* [TASK STATEMENT] Your task is to retype every entry exactly, omitting nothing.

* [RECORDED DATA]
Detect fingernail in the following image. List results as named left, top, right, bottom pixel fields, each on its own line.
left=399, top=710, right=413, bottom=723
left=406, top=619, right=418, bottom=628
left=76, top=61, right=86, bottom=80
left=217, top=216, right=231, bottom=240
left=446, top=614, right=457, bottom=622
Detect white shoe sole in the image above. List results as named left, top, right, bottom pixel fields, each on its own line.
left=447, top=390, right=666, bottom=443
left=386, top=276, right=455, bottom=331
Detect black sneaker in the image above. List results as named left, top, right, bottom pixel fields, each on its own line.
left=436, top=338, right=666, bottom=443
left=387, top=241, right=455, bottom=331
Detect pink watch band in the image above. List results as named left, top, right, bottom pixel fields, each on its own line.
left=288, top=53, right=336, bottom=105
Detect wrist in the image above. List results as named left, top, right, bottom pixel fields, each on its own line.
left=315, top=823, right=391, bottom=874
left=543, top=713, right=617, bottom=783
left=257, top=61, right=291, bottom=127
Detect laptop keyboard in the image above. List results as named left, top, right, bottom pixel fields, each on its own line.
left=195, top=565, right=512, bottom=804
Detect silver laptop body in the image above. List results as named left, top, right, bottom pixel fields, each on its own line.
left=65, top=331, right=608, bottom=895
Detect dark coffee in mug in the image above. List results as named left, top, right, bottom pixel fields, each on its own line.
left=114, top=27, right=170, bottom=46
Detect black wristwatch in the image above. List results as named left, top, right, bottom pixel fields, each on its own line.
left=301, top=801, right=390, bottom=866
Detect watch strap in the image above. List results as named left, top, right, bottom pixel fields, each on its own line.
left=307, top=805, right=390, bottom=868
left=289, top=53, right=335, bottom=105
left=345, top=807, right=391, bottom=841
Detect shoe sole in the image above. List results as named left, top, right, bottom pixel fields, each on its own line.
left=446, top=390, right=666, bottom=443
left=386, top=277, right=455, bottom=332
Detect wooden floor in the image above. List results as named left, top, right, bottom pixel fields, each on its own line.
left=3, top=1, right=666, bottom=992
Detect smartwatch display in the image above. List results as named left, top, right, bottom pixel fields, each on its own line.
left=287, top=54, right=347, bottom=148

* [EXPECTED ANSWER]
Detect fingernail in the following image. List results as named left, top, right, bottom pixel fields, each on its own line.
left=399, top=710, right=413, bottom=723
left=406, top=619, right=418, bottom=628
left=76, top=61, right=86, bottom=80
left=217, top=216, right=231, bottom=240
left=446, top=614, right=457, bottom=622
Detect white shoe sole in the image above. List results as named left, top, right, bottom pixel fields, each on its own line.
left=447, top=390, right=666, bottom=443
left=386, top=276, right=455, bottom=331
Detect black sneaker in the image above. List results as named left, top, right, bottom pixel fields, each on its own line.
left=436, top=338, right=666, bottom=443
left=387, top=241, right=455, bottom=331
Detect pink watch band in the image above. List results as named left, top, right, bottom pixel fields, each on its own line.
left=288, top=53, right=336, bottom=105
Detect wrist in the image above. List results as named left, top, right, bottom pixel fields, each on its own line.
left=315, top=823, right=391, bottom=874
left=543, top=713, right=617, bottom=783
left=257, top=61, right=291, bottom=127
Detect laptop keyboard in the image above. List results as named left, top, right, bottom pixel fields, each on its own line.
left=195, top=565, right=512, bottom=804
Detect silver laptop body in the image above. List results as named left, top, right, bottom pixel fields, each on its own line.
left=65, top=331, right=608, bottom=895
Detect dark coffee in mug in the image above. List results as named left, top, right, bottom pixel fields, each on its own line.
left=114, top=27, right=170, bottom=46
Detect black wristwatch in the image above. List results as named left, top, right, bottom pixel fields, each on its own line.
left=301, top=801, right=390, bottom=866
Detect watch strap in the image above. List results as named left, top, right, bottom pixel fields, each on its own line.
left=307, top=805, right=390, bottom=868
left=289, top=53, right=335, bottom=105
left=345, top=807, right=391, bottom=841
Detect shoe sole in the image above. List results as named left, top, right, bottom pixel fields, each on its own line.
left=446, top=390, right=666, bottom=443
left=386, top=277, right=455, bottom=332
Detect wooden floor in the image above. List results as named left, top, right, bottom pixel fields, each on its own line.
left=3, top=1, right=666, bottom=992
Detect smartwatch display in the image above. List results as named left, top, right, bottom pixel fields, each on its own line.
left=287, top=54, right=347, bottom=148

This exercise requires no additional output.